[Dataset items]
((

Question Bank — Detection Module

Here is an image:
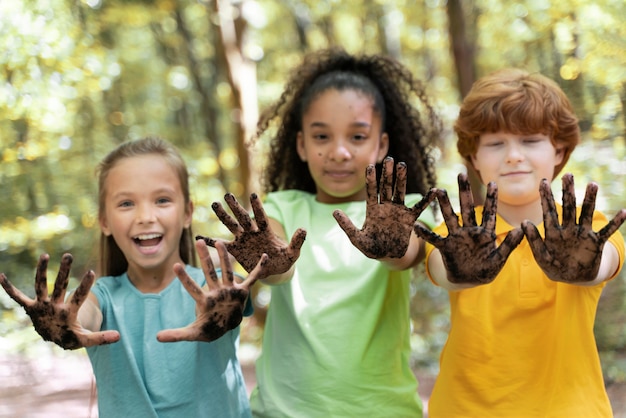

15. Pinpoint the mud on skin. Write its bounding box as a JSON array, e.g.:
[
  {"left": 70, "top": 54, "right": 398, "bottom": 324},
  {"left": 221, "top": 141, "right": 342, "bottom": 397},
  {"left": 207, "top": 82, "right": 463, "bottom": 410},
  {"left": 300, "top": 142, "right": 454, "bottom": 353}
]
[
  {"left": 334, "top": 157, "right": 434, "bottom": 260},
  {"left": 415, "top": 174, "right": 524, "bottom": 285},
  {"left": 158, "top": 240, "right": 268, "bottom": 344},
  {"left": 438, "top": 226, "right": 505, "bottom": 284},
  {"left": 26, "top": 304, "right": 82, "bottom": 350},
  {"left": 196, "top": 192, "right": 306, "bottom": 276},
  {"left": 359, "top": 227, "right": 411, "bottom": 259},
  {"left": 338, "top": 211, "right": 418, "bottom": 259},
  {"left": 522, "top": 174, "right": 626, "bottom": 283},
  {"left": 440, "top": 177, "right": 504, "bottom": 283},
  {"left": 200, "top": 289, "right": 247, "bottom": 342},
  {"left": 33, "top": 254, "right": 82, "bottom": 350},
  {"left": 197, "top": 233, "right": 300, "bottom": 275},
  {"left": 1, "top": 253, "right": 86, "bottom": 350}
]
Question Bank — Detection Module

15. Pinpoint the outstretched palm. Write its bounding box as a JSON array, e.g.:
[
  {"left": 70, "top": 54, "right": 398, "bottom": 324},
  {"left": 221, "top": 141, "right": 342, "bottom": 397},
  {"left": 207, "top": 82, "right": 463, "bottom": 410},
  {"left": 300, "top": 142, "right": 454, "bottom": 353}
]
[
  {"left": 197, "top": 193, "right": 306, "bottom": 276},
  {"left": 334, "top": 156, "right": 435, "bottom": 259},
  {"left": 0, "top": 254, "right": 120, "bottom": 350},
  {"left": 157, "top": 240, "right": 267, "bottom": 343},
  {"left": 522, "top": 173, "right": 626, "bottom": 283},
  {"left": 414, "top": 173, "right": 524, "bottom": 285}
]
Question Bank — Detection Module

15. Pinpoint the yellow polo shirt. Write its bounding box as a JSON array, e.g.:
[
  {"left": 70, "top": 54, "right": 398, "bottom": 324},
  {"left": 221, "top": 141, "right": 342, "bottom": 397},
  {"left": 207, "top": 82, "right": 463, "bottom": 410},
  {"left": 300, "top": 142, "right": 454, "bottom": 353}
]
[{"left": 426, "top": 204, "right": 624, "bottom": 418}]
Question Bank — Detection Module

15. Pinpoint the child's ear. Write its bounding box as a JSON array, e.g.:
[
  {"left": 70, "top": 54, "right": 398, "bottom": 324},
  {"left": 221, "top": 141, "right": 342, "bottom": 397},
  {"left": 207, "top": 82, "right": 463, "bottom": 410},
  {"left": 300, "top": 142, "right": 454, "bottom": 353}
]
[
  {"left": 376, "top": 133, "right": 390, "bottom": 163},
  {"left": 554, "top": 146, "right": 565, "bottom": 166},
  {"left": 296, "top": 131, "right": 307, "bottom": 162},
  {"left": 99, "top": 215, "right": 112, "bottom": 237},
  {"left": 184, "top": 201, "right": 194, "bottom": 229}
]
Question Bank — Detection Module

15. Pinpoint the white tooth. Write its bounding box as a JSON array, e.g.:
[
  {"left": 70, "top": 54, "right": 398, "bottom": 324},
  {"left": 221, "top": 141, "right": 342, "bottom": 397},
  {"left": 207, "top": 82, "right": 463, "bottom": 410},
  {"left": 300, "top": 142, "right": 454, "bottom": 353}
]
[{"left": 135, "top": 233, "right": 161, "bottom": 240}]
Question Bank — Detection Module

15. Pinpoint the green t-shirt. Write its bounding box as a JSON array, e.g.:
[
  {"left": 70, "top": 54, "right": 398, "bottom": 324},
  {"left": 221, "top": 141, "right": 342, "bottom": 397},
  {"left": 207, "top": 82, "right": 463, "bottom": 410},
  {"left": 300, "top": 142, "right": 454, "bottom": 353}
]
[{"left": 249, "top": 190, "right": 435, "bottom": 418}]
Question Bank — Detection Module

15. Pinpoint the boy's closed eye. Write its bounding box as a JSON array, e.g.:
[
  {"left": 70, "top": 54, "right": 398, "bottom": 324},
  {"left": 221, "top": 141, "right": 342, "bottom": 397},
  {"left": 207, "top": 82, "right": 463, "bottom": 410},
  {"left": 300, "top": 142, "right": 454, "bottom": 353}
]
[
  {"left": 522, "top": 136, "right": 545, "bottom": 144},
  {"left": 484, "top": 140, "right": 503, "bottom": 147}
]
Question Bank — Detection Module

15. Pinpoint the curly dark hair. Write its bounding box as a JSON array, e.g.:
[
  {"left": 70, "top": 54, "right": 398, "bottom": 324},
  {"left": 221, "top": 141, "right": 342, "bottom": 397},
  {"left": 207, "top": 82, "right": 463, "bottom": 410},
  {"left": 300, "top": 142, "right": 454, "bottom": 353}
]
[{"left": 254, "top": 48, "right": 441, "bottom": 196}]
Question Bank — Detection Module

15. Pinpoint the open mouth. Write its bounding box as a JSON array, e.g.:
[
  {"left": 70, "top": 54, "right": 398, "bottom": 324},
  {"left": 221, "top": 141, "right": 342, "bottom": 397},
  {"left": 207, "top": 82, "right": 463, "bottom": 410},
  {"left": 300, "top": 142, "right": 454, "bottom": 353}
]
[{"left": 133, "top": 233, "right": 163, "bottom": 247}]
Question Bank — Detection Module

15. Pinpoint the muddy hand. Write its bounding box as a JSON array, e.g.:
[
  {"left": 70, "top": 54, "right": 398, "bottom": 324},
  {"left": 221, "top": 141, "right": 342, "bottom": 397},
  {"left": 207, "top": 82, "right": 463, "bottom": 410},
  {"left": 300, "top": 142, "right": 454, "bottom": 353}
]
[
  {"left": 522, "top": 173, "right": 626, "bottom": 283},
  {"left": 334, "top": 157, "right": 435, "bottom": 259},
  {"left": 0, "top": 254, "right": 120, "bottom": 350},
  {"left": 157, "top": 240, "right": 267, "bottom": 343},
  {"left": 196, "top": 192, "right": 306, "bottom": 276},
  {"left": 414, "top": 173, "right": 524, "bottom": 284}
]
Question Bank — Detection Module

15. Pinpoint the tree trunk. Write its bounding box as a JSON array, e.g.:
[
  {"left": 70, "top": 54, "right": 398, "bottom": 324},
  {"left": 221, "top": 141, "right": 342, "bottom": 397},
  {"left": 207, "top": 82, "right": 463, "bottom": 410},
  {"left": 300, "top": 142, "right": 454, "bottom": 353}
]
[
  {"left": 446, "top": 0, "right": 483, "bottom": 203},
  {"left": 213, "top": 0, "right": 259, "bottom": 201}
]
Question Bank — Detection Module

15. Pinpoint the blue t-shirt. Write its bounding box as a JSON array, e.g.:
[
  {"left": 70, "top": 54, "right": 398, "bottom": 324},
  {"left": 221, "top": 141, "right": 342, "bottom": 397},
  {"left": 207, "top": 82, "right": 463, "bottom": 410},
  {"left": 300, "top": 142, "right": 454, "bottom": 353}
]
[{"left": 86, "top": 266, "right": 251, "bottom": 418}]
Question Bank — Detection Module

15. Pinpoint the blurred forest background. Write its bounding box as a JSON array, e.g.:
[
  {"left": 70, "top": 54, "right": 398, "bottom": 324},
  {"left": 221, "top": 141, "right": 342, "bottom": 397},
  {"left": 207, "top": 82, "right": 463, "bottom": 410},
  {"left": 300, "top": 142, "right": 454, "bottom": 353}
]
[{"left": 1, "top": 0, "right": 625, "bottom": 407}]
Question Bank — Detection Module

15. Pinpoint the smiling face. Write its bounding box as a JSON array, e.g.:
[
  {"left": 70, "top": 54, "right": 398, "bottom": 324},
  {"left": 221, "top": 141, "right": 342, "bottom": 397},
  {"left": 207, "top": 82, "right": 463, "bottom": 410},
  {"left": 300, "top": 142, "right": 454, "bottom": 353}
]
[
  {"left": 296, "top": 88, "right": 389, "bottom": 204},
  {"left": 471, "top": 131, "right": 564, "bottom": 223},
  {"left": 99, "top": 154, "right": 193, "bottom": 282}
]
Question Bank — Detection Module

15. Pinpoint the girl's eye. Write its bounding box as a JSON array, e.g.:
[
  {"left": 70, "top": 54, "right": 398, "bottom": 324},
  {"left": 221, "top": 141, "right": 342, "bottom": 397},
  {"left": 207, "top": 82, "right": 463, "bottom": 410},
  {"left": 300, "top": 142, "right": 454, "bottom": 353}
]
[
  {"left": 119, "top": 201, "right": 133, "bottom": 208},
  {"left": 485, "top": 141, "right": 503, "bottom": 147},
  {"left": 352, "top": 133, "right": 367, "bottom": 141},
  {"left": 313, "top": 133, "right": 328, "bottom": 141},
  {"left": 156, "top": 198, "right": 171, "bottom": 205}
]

))

* Task to carry out *
Using the records above, report each line with the string "shirt".

* Exercise solution *
15. Pinpoint the yellow polo shirt. Write its bounding box as a JSON array, e.g.:
15. Pinpoint the green t-shirt. Write its bounding box as a JSON array, e.g.:
15. Pinpoint the blue t-shirt. Write its bounding box as a JSON array, e.g.:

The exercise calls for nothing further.